-- start Text extract --

HereThe interview was done on December, 5 2007.
The $64,000 question, how’s the album going?
Well, I guess my $63,000 answer is we didn’t end up starting it yet. We were meant to start yesterday, but it would have been premature, like taking the car out before you’ve painted it. But we’re doing a benefit album and that seems like a good time, as we’re real close. We’ve been assembling a studio, got everything behind the scenes sorted. So we’re going to use one of the songs Kevin demoed. He’s been doing stuff on the side, and we’ll use that. He’s got a lot of demos, that are very cool. So has Greg, which is very much a first. Those guys have been messing around with recording and demos. Surprisingly, almost, but it’s working out very well.
What is the benefit record for?
It’s a track for the Future Of Music Coalition. They do all kinds of stuff, like badger Congress about this issue or that to do with musicians like copyright law, health insurance for musicians, internet neutrality, that kind of thing. They’re good folks.

-- end Text extract --

What you will do:
1. Condense the interview paragraph beginning "Well, I guess my $63,000 answer" into a short bulleted list that keeps its main facts.
2. Why, according to the interview, did work on the album not begin yesterday as planned?

-- start Record extracts --

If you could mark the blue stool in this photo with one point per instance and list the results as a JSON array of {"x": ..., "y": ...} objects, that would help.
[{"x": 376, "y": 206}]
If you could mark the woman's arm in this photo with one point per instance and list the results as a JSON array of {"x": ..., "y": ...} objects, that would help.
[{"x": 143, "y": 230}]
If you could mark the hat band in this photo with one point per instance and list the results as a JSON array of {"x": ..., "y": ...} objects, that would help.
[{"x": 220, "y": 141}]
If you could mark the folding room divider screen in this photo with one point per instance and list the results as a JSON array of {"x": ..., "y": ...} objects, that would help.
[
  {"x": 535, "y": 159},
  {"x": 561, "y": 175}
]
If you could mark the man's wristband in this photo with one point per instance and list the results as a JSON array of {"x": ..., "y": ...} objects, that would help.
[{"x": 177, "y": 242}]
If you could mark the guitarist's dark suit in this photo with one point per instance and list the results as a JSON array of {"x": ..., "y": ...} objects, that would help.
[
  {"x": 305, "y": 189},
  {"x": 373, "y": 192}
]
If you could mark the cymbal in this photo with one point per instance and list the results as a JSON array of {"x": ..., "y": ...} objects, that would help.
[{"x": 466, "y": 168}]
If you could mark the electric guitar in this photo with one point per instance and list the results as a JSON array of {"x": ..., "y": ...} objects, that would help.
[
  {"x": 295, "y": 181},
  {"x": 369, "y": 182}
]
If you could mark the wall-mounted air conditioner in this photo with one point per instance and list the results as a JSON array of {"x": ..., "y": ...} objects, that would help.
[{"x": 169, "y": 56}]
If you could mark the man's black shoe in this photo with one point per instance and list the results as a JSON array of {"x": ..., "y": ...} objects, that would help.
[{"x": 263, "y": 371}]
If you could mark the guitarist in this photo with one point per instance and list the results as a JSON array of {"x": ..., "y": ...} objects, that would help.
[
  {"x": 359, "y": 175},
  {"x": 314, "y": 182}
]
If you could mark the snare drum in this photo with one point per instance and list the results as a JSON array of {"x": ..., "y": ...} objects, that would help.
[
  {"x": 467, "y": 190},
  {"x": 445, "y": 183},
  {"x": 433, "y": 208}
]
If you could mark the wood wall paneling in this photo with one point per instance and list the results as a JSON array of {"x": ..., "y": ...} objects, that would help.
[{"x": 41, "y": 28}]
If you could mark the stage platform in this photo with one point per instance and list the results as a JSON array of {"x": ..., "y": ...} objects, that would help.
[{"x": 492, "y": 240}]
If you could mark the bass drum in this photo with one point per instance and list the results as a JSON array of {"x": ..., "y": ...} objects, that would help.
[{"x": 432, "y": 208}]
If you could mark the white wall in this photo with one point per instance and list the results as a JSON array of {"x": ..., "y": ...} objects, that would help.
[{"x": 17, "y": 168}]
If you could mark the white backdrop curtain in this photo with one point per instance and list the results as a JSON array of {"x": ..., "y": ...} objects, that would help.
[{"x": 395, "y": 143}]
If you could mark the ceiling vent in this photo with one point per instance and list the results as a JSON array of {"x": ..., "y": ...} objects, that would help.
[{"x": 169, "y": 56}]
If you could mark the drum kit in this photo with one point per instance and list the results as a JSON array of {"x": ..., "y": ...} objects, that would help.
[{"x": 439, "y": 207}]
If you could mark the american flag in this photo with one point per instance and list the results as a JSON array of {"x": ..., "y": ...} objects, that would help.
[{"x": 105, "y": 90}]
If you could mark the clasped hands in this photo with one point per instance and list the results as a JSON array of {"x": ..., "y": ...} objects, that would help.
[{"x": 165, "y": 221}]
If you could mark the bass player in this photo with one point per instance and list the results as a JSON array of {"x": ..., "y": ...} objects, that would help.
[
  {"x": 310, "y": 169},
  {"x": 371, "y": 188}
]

-- end Record extracts --

Solutions to the problems:
1.
- The album hasn't been started yet. It was meant to start yesterday, but that would have been premature.
- A benefit album is underway and seems a good time, since they're close.
- A studio has been assembled and everything behind the scenes is sorted.
- One of Kevin's demos will be used for it. He has many very cool demos from work on the side.
- Greg has also made demos, which is very much a first.
- Their recording and demo work is going very well.

2. Starting then would have been premature, like taking the car out before painting it.